• [Testo fornito]
══════════════════════════════

Le cure palliative prevedono l’utilizzo di tutti gli interventi palliativi appropriati, che possono includere anche terapie che modificano il decorso della malattia come la chirurgia, la radioterapia, la chemioterapia, i trattamenti ormonali. L’obiettivo finale di tutti questi interventi è il maggior recupero funzionale possibile per il malato e il raggiungimento della sua migliore qualità della vita.

È dunque essenziale che i programmi di cure palliative siano pienamente integrati nei programmi sanitari convenzionali, sia all’interno dell’ospedale sia sul territorio.

I punti fondamentali per le cure palliative

Al centro delle cure palliative ci sono:

  • la centralità del malato;
  • la considerazione della natura sfaccettata della condizione umana;
  • l’identificazione della qualità della vita come obiettivo finale.
  • A livello internazionale si utilizza il termine “Palliative Care”, di uso sempre più frequente anche nei paesi di lingua non anglofona.

Il termine inglese “care” significa “cura”, ma in un senso più ampio: “I care for you” significa anche “mi occupo di te”, “tu sei importante per me”. Tuttavia l’uso dell’aggettivo “curativo” ha spesso confuso l’opinione pubblica, perché molte condizioni croniche non possono essere guarite pur essendo compatibili con un’aspettativa di vita pluridecennale.

Alcuni autori, nel tempo, hanno chiarito la situazione scrivendo che le cure palliative si concentrano sugli ultimi anni o mesi di vita, quando la morte è prevedibile piuttosto che una possibilità e considerano non solo la sofferenza fisica, ma anche quella emotiva, sociale e spirituale.

A livello internazionale, l'importanza delle Palliative Care è stata definita dall’Organizzazione Mondiale della Sanità nel 2002 con la seguente definizione: le cure palliative sono un approccio che migliora la qualità di vita dei malati e delle famiglie che si confrontano con i problemi associati a malattie inguaribili, attraverso la prevenzione e il sollievo dalla sofferenza per mezzo dell’identificazione precoce, dell’approfondita valutazione e del trattamento del dolore e di altri problemi, fisici, psicosociali e spirituali.

La legge cardine in tema cure palliative è la Legge 38 del 15 marzo 2010 che, in sintesi, definisce le cure palliative come l’insieme degli interventi terapeutici, diagnostici e assistenziali, rivolti sia alla persona malata sia al suo nucleo famigliare, finalizzati alla cura attiva e totale dei pazienti la cui malattia di base, caratterizzata da un’inarrestabile evoluzione e da una prognosi infausta, non risponde più ai trattamenti specifici e sancisce il diritto di ogni cittadino di accedere alle cure palliative e alla cura del dolore.

══════════════════════════════

• [Dati forniti]
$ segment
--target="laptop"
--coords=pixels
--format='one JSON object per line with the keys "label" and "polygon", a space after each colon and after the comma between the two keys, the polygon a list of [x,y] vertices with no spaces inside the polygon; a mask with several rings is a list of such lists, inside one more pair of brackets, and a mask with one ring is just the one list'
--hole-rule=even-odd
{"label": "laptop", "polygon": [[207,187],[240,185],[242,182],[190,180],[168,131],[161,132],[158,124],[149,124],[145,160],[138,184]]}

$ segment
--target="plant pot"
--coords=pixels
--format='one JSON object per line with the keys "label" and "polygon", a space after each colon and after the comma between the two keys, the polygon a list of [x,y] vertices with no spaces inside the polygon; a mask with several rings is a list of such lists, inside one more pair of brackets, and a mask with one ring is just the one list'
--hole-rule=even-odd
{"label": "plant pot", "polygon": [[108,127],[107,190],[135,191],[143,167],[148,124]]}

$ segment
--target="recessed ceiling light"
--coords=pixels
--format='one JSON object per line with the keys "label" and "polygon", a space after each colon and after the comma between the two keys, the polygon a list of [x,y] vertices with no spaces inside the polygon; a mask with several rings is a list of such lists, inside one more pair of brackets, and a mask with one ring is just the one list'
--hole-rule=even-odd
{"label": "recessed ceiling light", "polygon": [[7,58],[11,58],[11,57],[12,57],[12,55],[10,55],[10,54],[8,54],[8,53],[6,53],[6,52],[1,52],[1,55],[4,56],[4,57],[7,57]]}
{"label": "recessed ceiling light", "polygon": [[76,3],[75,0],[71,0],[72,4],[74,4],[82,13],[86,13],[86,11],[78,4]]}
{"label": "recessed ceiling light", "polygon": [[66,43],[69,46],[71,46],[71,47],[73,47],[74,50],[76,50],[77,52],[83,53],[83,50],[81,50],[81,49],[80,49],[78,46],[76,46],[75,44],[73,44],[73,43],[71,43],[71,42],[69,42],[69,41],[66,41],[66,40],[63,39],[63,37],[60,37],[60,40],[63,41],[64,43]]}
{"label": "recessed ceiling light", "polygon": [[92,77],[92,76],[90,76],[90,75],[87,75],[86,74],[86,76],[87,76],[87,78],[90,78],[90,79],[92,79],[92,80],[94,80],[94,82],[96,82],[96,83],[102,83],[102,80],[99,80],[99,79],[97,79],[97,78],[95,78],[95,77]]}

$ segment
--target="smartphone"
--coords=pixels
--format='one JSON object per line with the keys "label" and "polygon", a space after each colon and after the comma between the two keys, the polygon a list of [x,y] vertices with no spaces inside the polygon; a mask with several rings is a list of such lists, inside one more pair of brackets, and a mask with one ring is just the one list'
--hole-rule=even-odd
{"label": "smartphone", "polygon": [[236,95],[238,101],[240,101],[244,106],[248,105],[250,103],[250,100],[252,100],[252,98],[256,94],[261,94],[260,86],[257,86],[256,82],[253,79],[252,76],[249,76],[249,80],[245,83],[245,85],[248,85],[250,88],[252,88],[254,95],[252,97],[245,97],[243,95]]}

══════════════════════════════

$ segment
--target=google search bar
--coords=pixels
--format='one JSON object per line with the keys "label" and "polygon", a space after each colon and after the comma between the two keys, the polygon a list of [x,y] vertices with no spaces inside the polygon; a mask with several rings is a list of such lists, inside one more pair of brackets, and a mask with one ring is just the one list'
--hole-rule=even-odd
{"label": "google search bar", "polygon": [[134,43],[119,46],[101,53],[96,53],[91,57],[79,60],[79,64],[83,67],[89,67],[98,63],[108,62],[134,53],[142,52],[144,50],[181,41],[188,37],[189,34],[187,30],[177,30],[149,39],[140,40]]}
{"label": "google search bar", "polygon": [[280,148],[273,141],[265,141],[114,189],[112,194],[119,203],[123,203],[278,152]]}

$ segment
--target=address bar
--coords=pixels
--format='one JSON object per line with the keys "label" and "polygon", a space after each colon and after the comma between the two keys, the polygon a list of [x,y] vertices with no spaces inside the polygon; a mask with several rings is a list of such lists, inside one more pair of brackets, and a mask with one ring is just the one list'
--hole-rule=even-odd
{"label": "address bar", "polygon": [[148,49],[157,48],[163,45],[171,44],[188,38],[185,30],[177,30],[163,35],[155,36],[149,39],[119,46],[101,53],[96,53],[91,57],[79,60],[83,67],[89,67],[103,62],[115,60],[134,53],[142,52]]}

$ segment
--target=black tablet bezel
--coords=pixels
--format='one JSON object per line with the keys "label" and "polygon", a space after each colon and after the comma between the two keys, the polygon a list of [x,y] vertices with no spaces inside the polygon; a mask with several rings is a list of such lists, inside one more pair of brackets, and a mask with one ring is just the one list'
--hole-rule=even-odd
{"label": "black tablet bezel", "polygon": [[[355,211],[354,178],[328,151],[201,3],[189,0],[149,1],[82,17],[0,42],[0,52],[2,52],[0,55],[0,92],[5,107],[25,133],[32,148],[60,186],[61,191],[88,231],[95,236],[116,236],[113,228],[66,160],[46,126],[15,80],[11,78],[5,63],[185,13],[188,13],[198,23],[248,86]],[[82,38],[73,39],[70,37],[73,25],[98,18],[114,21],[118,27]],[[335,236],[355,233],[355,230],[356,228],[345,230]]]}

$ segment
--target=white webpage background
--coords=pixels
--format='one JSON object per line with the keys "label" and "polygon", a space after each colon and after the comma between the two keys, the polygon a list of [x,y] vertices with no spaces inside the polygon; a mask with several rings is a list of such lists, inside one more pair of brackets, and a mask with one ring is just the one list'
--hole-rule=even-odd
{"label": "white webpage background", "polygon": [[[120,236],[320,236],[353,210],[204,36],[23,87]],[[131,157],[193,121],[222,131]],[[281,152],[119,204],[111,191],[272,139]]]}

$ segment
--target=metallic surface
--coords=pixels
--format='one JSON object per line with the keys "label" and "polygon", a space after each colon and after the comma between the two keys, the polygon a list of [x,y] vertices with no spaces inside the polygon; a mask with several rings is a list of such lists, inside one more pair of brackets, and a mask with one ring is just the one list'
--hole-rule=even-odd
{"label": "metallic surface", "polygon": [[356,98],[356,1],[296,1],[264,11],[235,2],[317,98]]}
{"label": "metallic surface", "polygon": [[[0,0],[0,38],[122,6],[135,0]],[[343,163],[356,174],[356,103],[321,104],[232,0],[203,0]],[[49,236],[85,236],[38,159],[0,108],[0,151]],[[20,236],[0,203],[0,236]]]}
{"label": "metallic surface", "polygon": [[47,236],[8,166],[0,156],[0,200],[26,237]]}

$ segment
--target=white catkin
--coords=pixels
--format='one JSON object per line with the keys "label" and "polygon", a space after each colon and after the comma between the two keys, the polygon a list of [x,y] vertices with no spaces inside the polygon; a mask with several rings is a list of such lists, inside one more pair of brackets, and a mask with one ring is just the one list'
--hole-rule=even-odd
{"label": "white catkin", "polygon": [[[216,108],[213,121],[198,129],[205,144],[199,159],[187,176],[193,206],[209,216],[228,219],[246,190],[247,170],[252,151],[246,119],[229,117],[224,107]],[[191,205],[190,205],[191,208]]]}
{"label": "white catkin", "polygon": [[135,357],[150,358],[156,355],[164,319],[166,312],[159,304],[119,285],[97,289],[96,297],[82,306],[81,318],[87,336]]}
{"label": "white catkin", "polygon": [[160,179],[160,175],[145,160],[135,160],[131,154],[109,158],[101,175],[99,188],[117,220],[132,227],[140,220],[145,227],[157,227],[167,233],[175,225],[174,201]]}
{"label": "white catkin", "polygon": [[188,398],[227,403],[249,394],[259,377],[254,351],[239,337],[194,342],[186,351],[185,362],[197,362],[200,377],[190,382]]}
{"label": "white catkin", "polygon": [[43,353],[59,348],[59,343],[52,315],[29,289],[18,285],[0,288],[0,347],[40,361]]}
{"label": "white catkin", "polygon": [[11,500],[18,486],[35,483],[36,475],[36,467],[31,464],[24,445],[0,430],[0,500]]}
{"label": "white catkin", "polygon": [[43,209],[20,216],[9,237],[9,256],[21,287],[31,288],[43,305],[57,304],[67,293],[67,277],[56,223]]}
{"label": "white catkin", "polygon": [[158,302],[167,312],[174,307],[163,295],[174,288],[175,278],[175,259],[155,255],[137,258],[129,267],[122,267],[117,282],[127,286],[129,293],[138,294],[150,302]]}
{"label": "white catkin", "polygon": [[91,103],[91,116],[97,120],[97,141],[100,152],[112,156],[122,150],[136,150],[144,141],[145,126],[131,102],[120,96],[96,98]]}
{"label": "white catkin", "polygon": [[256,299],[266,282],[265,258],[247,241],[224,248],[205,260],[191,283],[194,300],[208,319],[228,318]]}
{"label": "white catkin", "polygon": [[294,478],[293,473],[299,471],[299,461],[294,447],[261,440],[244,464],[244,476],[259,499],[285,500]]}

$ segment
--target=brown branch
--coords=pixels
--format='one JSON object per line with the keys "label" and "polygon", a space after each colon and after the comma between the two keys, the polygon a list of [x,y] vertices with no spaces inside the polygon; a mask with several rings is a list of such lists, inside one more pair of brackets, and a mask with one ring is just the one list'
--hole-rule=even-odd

══════════════════════════════

• [Il tuo compito]
Continua il testo sulle cure palliative partendo dalla sua ultima frase.

• [Area di risposta]
Le cure palliative comprendono il trattamento e il sostegno di persone affette da malattie inguaribili, potenzialmente letali e/o cronico-progressive. Sono incluse nella pianificazione del trattamento, ma la loro azione si concentra sul periodo in cui la cura della malattia non è più ritenuta possibile e non costituisce più l’obiettivo primario.

Ai pazienti è garantita fino alla morte una qualità di vita ottimale in rapporto alla loro situazione e le persone di riferimento vicine al paziente sono sostenute in modo adeguato. Le cure palliative prevengono sofferenze e complicazioni. Esse comprendono trattamenti medici, interventi infermieristici e sostegno psichico, sociale e spirituale.

Le cure palliative devono rispondere in modo esaustivo ai bisogni dei pazienti. Sintomi e sofferenze devono essere possibilmente anticipati e alleviati. Un’adeguata qualità delle prestazioni richiede competenze professionali specifiche da parte dell’infermiere (e dell’intera équipe).

Le cure palliative sono somministrate, nel limite del possibile, nel luogo scelto dalla persona malata o in procinto di morire. La rete delle strutture di assistenza garantisce la continuità del trattamento e del sostegno. È necessario prevedere e integrare precocemente le possibilità delle cure palliative, come complemento delle misure curative e riabilitative. Tuttavia, non va dimenticato che la loro azione si concentra sul periodo in cui la cura della malattia non è più ritenuta possibile e non costituisce più l’obiettivo primario.

Caratteristiche delle Cure Palliative

Le Cure Palliative:

  • leniscono dolori e altri disturbi opprimenti;
  • sostengono il paziente nel restare attivo il più a lungo possibile;
  • integrano aspetti psicologici e spirituali;
  • affermano la vita e considerano la morte un processo normale;
  • non vogliono né accelerare né ritardare la morte;
  • sostengono i familiari nell’elaborazione della malattia del loro congiunto e del proprio lutto;
  • consistono in un lavoro di gruppo per rispondere al meglio alle esigenze dei pazienti e dei loro famigliari;
  • possono essere applicate precocemente nella malattia, in combinazione con le misure che tendono a prolungare la vita, come per esempio la chemioterapia e la radioterapia. Comprendono anche la ricerca necessaria per capire e trattare al meglio i disturbi o le complicazioni cliniche.

Chi è l’infermiere di Cure Palliative

La realtà delle cure palliative è fortemente complessa e ricca di variabili, per questo è necessario che l’infermiere usi un approccio e una valutazione multidimensionale, affinché si tenga conto, oltre agli aspetti sanitari, anche degli aspetti socioeconomici e spirituali.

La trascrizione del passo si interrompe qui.